Он позволил себе выступить в том же "бюрократическом клубе" в роли мелодекламатора. Это было уже совсем возмутительно, и командир Корпуса жандармов высказал самое категорическое осуждение артистическим опытам своего подчиненного. Объяснения последнего — совершенно исключительная дискуссия на тему о жандармском поведении:

Я действительно, по просьбе собравшейся публики, состоявшей исключительно из моих знакомых, прочел два стихотворения Апухтина. Наряду с этим некоторые из присутствующих пели, играли на разных инструментах, так что составился импровизированный литературно-музыкальный вечер без всякой программы, даже без наличности эстрады, которая обычно устраивается, если концерт подготовлен и носит более официальный характер.

Самый вечер являлся также обыкновенным, и даже не было установлено платы за места или за вход. Последнее обстоятельство весьма существенно, так как по законоположениям и разъяснениям военного министерства офицеры имеют право участвовать не только в концертах, но и в спектаклях, если они бесплатны. Приказами по Отдельному корпусу жандармов также не установлено ограничений для офицеров корпуса по поводу выступлений, разрешаемых офицерам русской армии вообще. Я полагал поэтому, что не нарушал своим чтением никаких правил.

На этом объяснения не заканчиваются. Начальник Нижегородского отделения пытается оправдать свой "образ жизни" с точки зрения... инструкции по внутреннему наблюдению. "Мне казалось, что это не идет вразрез с теми особенными обязанностями, которые налагаются на меня службой по розыску. Я полагал, что чем более буду пользоваться симпатиями местного общества (а это достигается исключительно общением с ним), чем я более буду жить его жизнью, тем скорее буду иметь возможность знать среду, освещать общественное настроение, так как агентуры наемной, которой мы пользуемся в подпольных организациях, в обществе получить почти невозможно".

> _Исходный листинг_
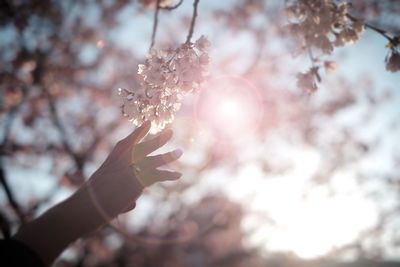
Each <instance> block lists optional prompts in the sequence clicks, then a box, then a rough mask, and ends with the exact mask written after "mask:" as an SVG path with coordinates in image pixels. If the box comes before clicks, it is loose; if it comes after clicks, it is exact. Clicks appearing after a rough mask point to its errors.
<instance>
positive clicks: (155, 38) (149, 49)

* * *

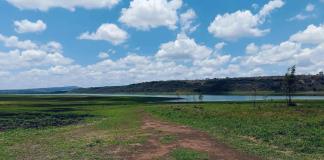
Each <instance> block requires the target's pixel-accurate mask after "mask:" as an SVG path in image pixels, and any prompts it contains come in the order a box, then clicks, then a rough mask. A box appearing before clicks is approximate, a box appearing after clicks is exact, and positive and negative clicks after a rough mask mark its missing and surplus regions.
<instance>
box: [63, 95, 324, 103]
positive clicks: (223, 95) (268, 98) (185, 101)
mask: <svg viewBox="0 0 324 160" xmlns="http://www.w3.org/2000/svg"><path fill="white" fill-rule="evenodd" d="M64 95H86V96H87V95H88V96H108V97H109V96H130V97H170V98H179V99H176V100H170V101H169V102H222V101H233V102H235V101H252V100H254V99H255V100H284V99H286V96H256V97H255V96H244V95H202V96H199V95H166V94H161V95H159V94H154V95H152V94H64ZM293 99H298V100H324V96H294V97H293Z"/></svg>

...

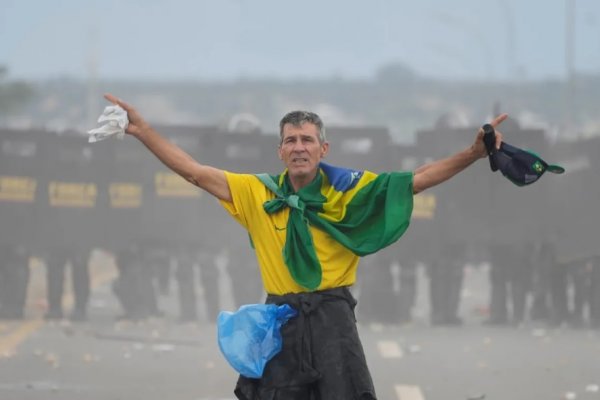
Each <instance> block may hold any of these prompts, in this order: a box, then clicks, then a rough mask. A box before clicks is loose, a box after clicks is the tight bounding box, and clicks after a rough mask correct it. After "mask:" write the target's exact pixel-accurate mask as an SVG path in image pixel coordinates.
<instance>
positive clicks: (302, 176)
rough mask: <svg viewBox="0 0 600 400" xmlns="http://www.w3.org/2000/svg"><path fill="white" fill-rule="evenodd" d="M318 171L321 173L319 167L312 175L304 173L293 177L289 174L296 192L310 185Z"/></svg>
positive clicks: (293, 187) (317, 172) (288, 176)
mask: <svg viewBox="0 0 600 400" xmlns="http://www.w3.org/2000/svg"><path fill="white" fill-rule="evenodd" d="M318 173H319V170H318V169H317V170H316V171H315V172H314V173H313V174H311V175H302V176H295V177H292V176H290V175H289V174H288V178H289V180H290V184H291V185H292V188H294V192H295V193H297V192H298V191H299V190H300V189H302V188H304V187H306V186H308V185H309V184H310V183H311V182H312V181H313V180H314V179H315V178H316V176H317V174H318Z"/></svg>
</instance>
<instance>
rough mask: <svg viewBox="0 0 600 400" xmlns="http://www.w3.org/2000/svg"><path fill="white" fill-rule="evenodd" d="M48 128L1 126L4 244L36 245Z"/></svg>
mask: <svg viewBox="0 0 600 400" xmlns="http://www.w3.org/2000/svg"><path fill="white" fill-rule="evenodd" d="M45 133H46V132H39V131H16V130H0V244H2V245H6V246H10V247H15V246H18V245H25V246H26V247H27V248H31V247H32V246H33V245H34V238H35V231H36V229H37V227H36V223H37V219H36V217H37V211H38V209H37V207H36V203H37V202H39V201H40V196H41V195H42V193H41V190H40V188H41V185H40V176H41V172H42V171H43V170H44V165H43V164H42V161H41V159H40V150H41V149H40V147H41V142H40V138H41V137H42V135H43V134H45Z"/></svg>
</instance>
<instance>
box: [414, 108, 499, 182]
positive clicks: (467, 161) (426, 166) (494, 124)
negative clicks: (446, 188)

> _Список задач_
1. Повторите часть отрывка слово в слово: всё начиная с «Самый вечер являлся» и вплоть до «чтением никаких правил.».
2. Покажите все строки листинга, где встречается слово «tight», учитывая регистр букв.
Листинг никак не связан с отрывком.

> _Ответы по порядку_
1.
Самый вечер являлся также обыкновенным, и даже не было установлено платы за места или за вход. Последнее обстоятельство весьма существенно, так как по законоположениям и разъяснениям военного министерства офицеры имеют право участвовать не только в концертах, но и в спектаклях, если они бесплатны. Приказами по Отдельному корпусу жандармов также не установлено ограничений для офицеров корпуса по поводу выступлений, разрешаемых офицерам русской армии вообще. Я полагал поэтому, что не нарушал своим чтением никаких правил.

2.
Each <instance> block may hold any of these prompts, in this order: a box, then clicks, then a rough mask. A box before clicks is loose, a box after clicks is the tight bounding box, and clicks after a rough mask correct it. After "mask:" write the target's exact pixel-accurate mask as an SVG path in image pixel coordinates.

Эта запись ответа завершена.